## WORK TASK A:
Duplicate the part of the travel and anxiety forum thread that opens with the words containing "Wierd thing for" and closes with "and especially myself.".
## WORK TASK B:
Do the following statements agree with the travel and anxiety forum thread? Answer each with yes or no and quote the deciding words. (i) The first poster's stay in Canada lasted 8 months. (ii) The farm program in Iceland that Oppilolik mentions runs for six months. (iii) TheUnwelcome is close to getting a degree.

START SELECTED EXCERPT

# Travelling cured my Anxiety!!



## misfit 101 (Jul 14, 2009)

Hi All

I have always sufered silently under SA. I self diagnosed myself when I was about 19 as I realised that I would blush uncontrollably in certain situations, some stages until I was almost turning purple. I struggled through this as I could never could consentrate and felt that people could never take someone seriously if they always acted nervous when they were speaking to me. 

Wierd thing for about 3 years I always assumed that I was by myself and managed to work around it, even trying laughing it off even though it was eating me up inside. Which worked a little as I could handle some social situations, but all this time I knew that it was builiding up inside and I often had random outburst of rage with my family, friends and especially myself.

I decided that I needed to tackle this head on, and put myself in a situation where I would have to put myself out there, so I applyd for a visa to work abroad in Canada......

Wieredly enough, just me applying for the visa gave me a huge boast of confidence, as rather than asking the usual questions like 'whats the problem with me' I felt that I was doing something to change myself for the better. I took this new confidence out to Canada, and whenever I felt that people would 'judge' me negatively I just kept saying that I will never see them again in my life, so why should I care?!

Now that I am back home, its like I have a new outlook on life, and whenever I feel like there is a situation where I am overwhealmed, I think back on the courage it took for me to live in another country, and off course all the great memory's that I have taken back from my 8 month stay

I would very much recomend travelling to any SA suffers, but Im sure there are many other ways of dealing with it. The underling point I wish to make is that confronting the problem will make you stronger, rather than building up worry's in your head until it feels that your sufforcated by the fear

Good luck with whatever path you choose!


----------



## forever_dreamer (Jul 8, 2008)

Congrats! Glad it worked out for you! Maybe I should travel or something buy anyway I'm glad you're doing better!


----------



## kanarazu (Jul 4, 2009)

I looooove this idea! Even getting out of the city seems to help, but going to another country where no one knows you sounds like a great idea


----------



## Oppilolik (Jul 11, 2009)

I've been wanting to travel for a bit, I know there was this program where you could go work on a farm in Iceland for 3 months, everything was sorted for you, accommodation, food, tools and what not, all you had to do was get yourself there (and a visa I suppose). I'm thinking of doing it sometime in the next 3 years.

Also nice to see someone else from Hampshire, UK.


----------



## TheUnwelcome (Jul 9, 2009)

Yes I think of traveling as well all the time. The problem is that I feel kinda trapped here at the moment. I am so close to getting my degree and I receive financial aid so I don't want to just leave right now and dump it.

I think some sort of buddhist zen monastery or spiritual place where you live elsewhere for a while and get away from the fast paced society would do a great deal for social anxiety.


----------



## decodude (Feb 28, 2004)

*Here is that place*

"I think some sort of buddhist zen monastery or spiritual place where you live elsewhere for a while and get away from the fast paced society would do a great deal for social anxiety."

END SELECTED EXCERPT
START RECORD EXTRACTS

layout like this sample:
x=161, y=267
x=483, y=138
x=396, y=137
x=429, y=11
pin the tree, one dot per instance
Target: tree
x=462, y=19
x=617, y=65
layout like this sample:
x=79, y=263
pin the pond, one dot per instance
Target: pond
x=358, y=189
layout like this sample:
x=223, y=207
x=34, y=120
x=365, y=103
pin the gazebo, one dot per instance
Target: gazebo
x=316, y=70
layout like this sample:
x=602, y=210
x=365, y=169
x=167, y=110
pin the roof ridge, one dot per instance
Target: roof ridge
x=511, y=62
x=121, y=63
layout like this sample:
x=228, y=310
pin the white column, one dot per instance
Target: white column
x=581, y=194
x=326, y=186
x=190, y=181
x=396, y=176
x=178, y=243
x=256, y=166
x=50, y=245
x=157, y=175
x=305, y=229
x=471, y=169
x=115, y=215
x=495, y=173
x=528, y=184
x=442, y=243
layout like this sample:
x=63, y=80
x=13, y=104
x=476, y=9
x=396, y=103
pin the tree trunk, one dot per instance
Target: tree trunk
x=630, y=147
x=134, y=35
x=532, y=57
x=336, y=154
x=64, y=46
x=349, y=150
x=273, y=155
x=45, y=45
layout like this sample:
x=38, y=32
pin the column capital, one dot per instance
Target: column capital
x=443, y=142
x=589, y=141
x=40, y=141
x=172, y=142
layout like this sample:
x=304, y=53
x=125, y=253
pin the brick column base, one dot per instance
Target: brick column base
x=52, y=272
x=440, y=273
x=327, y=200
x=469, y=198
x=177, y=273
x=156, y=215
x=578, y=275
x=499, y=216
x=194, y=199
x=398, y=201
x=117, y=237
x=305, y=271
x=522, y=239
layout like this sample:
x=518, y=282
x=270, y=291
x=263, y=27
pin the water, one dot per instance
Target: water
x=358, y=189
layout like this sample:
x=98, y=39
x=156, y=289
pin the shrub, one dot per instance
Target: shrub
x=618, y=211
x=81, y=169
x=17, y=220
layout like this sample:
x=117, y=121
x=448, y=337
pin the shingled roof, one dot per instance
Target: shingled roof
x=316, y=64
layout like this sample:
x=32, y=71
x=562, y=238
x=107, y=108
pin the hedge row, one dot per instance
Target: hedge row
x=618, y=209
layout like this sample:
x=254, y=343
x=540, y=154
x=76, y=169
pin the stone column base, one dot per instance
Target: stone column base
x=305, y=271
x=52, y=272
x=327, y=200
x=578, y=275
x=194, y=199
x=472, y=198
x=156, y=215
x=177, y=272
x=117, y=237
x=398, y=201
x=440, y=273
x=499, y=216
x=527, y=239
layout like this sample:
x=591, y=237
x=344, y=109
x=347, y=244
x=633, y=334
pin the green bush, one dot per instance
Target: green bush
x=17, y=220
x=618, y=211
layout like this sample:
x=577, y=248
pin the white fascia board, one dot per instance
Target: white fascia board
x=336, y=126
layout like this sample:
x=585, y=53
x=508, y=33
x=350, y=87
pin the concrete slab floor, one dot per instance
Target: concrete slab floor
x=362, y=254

END RECORD EXTRACTS

## RESPONSE BOX A:
Wierd thing for about 3 years I always assumed that I was by myself and managed to work around it, even trying laughing it off even though it was eating me up inside. Which worked a little as I could handle some social situations, but all this time I knew that it was builiding up inside and I often had random outburst of rage with my family, friends and especially myself.

## RESPONSE BOX B:
(i) Yes: "my 8 month stay"
(ii) No: "go work on a farm in Iceland for 3 months"
(iii) Yes: "I am so close to getting my degree"